WHAT YOU WILL DO:
Please update the rows below by replacing "identify" with "locate" everywhere it occurs, leaving everything else unchanged.

DATA RECORDS:
-=-=-=-=-

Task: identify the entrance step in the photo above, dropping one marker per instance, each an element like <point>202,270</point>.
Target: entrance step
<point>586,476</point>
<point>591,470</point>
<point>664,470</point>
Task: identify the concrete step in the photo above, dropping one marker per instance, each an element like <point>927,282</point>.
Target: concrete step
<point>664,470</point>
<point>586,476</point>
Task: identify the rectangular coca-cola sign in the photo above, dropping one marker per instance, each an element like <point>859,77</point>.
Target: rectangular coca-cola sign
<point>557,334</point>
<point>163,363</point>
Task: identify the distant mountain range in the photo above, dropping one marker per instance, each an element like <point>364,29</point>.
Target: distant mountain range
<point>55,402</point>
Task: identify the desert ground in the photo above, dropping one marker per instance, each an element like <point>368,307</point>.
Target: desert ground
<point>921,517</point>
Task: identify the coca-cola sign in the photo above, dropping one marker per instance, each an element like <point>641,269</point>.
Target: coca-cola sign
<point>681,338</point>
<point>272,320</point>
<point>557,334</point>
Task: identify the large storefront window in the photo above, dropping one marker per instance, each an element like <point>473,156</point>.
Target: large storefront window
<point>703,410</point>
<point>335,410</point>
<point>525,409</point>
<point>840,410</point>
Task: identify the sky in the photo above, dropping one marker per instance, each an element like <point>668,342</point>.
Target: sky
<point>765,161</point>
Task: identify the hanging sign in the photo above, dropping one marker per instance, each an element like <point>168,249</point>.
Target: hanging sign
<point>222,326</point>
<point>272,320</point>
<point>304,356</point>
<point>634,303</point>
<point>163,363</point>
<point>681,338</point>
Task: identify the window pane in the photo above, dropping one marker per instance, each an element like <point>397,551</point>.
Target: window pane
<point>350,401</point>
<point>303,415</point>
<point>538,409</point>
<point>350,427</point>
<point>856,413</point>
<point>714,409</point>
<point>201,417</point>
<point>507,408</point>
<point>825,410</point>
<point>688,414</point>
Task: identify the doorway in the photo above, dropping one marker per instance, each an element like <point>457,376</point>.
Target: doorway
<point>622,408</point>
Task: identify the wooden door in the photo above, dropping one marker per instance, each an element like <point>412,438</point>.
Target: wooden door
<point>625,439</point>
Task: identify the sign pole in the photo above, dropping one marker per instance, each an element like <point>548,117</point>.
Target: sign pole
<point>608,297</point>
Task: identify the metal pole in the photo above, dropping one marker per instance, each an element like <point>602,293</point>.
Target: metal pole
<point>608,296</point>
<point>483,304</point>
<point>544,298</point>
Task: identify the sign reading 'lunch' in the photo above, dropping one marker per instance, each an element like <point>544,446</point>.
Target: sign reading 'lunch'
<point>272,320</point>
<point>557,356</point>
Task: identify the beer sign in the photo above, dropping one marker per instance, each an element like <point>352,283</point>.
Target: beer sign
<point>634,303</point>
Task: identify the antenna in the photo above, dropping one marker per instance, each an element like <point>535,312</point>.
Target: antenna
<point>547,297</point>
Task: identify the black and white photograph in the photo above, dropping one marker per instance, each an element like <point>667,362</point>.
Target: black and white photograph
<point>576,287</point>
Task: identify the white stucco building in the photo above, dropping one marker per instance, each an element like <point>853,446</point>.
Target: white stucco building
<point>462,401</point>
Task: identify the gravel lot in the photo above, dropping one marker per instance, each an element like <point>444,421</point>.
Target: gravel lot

-=-=-=-=-

TASK RESULT:
Task: locate the entrance step in the photo above, dropping one marker per instance, each an element like <point>202,270</point>.
Target: entrance step
<point>586,476</point>
<point>591,470</point>
<point>664,470</point>
Task: locate the concrete step in the photo above, dropping one marker per instance, each an element like <point>927,282</point>.
Target: concrete step
<point>664,470</point>
<point>586,476</point>
Task: locate the rectangular coca-cola sign in the photo above, dropping one marker per instance, each an element like <point>859,77</point>.
Target: rectangular coca-cola sign
<point>557,334</point>
<point>163,363</point>
Task: locate the distant mountain range in the photo above, dropping one marker per instance, each an element like <point>364,29</point>.
Target: distant mountain range
<point>55,402</point>
Task: locate the desert ground in the photo above, dropping one marker per instance, each an element like <point>368,307</point>.
Target: desert ground
<point>921,517</point>
Task: locate the coca-cola sign in the photo above, dropping one marker per instance, each an element like <point>641,269</point>.
Target: coca-cola sign
<point>681,338</point>
<point>272,320</point>
<point>557,334</point>
Task: locate the large storefront window in the photo above, dropping one marker per instance, each an element like <point>473,156</point>.
Target: large storefront window
<point>703,410</point>
<point>335,410</point>
<point>525,409</point>
<point>840,410</point>
Task: locate the sky in the photo above, dropping one marker per instance, each an element like <point>668,342</point>.
Target: sky
<point>765,161</point>
Task: locate the hanging sign in the photo above, dropping one marker per instance, each an element like <point>168,249</point>.
Target: hanging sign
<point>222,326</point>
<point>272,320</point>
<point>304,356</point>
<point>634,303</point>
<point>163,363</point>
<point>681,338</point>
Task: locate the window pane in the photo above, dropping one marker per instance, each an element like <point>397,551</point>.
Target: window pane
<point>350,401</point>
<point>303,415</point>
<point>538,409</point>
<point>350,427</point>
<point>856,413</point>
<point>714,409</point>
<point>201,417</point>
<point>507,408</point>
<point>825,410</point>
<point>688,414</point>
Task: locate the doorway in the photo above, dropping one marker per instance, each an element like <point>457,376</point>.
Target: doorway
<point>622,408</point>
Task: locate the wooden door in the photo above, dropping one marker per instance, each an element like <point>412,438</point>.
Target: wooden door
<point>625,439</point>
Task: locate the sign pole in the photo above, dropping one marker per instance, each an element like <point>548,117</point>.
Target: sign pole
<point>608,297</point>
Task: locate the metal pole in the photo above, dropping one marker per instance, each an element like <point>602,293</point>.
Target: metal pole
<point>608,296</point>
<point>483,304</point>
<point>544,298</point>
Task: locate the sign reading 'lunch' in the photo above, dropping one marker per instance, each an element like <point>544,446</point>.
Target: sign reading 'lunch'
<point>272,320</point>
<point>557,356</point>
Task: locate the beer sign in the photo above, dropping one marker per instance, each an element like <point>352,283</point>.
Target: beer sign
<point>634,303</point>
Task: locate the antenna in the photo above, dropping one marker per instance, each an element like <point>535,312</point>.
Target: antenna
<point>547,297</point>
Task: locate the black and white photograph in the photo above, dropping one marker per instance, each an element like <point>667,362</point>.
Target: black and white photograph
<point>576,287</point>
Task: locate the white stucco building in the photo above, dropping one marker per instance, each an element like <point>853,446</point>.
Target: white stucco building
<point>462,401</point>
Task: locate the gravel lot in the photo above, dropping one marker per instance, each an element like <point>444,421</point>.
Target: gravel lot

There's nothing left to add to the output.